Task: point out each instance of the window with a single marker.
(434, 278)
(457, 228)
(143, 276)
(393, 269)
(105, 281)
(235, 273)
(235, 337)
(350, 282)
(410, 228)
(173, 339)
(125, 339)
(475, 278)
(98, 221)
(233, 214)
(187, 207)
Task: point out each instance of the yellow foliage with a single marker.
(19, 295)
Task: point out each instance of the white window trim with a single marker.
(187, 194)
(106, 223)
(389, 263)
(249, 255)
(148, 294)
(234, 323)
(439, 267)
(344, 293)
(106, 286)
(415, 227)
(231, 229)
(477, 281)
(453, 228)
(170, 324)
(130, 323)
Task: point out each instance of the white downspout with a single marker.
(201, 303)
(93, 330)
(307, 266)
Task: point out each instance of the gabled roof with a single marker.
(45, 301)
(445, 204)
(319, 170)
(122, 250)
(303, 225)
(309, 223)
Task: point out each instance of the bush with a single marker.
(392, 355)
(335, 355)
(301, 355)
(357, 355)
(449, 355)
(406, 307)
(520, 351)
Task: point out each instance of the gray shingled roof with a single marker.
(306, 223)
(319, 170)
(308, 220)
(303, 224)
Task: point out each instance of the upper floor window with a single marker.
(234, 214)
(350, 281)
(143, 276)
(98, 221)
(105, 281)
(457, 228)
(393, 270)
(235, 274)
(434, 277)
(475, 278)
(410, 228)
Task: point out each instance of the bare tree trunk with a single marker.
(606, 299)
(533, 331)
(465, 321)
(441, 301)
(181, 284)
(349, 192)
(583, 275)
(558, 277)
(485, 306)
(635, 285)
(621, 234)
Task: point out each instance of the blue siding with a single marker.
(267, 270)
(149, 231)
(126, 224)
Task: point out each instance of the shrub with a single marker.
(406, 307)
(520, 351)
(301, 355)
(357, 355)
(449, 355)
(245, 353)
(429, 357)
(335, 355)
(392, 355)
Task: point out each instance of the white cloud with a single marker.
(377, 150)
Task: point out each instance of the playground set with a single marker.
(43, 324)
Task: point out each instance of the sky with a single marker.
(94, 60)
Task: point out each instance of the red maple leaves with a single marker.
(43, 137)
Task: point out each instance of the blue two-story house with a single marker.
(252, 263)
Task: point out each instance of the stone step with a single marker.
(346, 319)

WHAT YOU SHOULD DO: Reproduce all the rows above, substituting "single point" for every occurrence of "single marker" and changing nothing else.

ANSWER TO THE TASK:
Task: point out each instance of the window with a single point.
(434, 278)
(457, 228)
(143, 276)
(393, 269)
(105, 281)
(235, 273)
(235, 337)
(350, 282)
(410, 228)
(173, 339)
(125, 339)
(475, 278)
(98, 221)
(233, 214)
(187, 207)
Task: point out each instance of the yellow foliage with a single point.
(19, 295)
Task: point out each instance of the white window trim with a single point.
(187, 194)
(106, 223)
(389, 263)
(249, 255)
(148, 294)
(234, 323)
(439, 267)
(344, 293)
(106, 286)
(415, 227)
(231, 229)
(477, 281)
(453, 228)
(170, 324)
(130, 323)
Task: point out each instance of the white downspout with a single point.
(201, 303)
(93, 330)
(307, 266)
Task: point out each instance of the gabled roof with a single point.
(45, 301)
(445, 204)
(319, 170)
(122, 250)
(303, 225)
(309, 223)
Task: point out each instance of the bush with a single point.
(392, 355)
(335, 355)
(301, 355)
(357, 355)
(449, 355)
(406, 307)
(520, 351)
Task: point out each instance of the gray shingled roof with a single point.
(306, 223)
(319, 170)
(308, 220)
(303, 224)
Task: point out each instance of the upper floor window with a single point.
(234, 214)
(350, 281)
(143, 276)
(98, 221)
(105, 281)
(457, 228)
(393, 270)
(235, 274)
(434, 277)
(475, 278)
(410, 228)
Task: point out each instance of the bare tree trunk with a single point.
(606, 299)
(533, 331)
(465, 321)
(441, 301)
(181, 284)
(349, 192)
(583, 275)
(558, 277)
(485, 306)
(635, 285)
(621, 234)
Task: point out each instance of the blue siding with a single point.
(267, 270)
(149, 231)
(126, 224)
Task: point out each instance of the shrub with a single point.
(406, 307)
(520, 351)
(301, 355)
(357, 355)
(449, 355)
(245, 353)
(429, 357)
(335, 355)
(392, 355)
Task: point out each instance of the white cloud with a single point.
(377, 150)
Task: point out each instance of the playground set with a single point.
(43, 324)
Task: point out each instance of the sky with a single point.
(94, 60)
Task: point out each instance of the red maple leaves with a single point.
(43, 137)
Task: point out each instance of the blue two-story house with a single point.
(252, 263)
Task: point out each instance of the stone step with a single point.
(346, 319)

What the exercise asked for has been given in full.